#### PROBLEM REQUIREMENTS:
Transcribe the items verbatim from the start through the line containing "[409,272,420,359]", with that line included.

#### DATA SHOWN:
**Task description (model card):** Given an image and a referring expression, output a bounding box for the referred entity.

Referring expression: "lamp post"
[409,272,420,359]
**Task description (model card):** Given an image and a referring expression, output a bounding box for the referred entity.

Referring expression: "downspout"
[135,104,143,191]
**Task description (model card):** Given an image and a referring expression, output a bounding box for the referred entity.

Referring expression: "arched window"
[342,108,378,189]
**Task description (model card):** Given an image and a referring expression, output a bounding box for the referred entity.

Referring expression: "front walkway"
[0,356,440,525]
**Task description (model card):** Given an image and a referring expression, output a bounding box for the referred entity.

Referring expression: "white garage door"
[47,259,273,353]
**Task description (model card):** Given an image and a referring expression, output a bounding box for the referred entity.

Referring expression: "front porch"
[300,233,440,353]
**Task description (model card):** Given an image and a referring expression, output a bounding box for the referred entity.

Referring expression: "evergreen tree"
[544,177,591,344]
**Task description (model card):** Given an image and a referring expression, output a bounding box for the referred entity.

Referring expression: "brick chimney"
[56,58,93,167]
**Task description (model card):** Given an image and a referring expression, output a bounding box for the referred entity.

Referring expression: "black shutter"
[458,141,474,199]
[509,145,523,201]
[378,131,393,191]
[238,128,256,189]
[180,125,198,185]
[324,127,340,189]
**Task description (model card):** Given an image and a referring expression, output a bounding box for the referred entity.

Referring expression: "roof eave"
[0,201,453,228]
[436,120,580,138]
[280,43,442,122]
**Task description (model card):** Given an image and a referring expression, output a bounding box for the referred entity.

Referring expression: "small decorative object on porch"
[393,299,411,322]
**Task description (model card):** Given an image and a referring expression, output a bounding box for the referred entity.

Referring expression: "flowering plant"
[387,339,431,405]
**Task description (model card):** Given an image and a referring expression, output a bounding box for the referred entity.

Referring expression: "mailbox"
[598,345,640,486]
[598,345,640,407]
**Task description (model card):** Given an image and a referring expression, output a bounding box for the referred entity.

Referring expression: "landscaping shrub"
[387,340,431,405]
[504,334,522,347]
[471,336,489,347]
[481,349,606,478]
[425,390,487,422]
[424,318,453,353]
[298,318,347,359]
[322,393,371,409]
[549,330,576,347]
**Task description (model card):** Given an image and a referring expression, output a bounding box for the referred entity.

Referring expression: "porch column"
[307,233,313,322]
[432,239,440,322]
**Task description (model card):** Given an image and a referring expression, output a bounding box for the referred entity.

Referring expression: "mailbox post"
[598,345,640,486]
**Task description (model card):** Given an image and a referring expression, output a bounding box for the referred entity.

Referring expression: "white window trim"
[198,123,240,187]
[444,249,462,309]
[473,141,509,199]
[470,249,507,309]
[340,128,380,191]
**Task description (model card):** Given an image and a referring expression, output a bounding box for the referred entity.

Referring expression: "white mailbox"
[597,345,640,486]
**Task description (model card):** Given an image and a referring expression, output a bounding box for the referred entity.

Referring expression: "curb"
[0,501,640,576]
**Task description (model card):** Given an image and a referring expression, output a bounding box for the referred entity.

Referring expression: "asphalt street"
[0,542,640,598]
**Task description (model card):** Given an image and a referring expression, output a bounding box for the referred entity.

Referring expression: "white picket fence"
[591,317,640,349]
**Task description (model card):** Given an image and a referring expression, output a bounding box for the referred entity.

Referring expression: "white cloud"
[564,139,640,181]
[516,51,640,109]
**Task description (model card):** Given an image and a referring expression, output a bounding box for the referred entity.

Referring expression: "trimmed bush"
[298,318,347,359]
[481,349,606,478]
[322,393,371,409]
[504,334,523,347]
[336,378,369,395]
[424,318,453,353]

#### FINAL RESULT:
**Task description (model card):** Given an image and a referring expression, output a bounding box for the referred entity.

Referring expression: "lamp post"
[409,272,420,359]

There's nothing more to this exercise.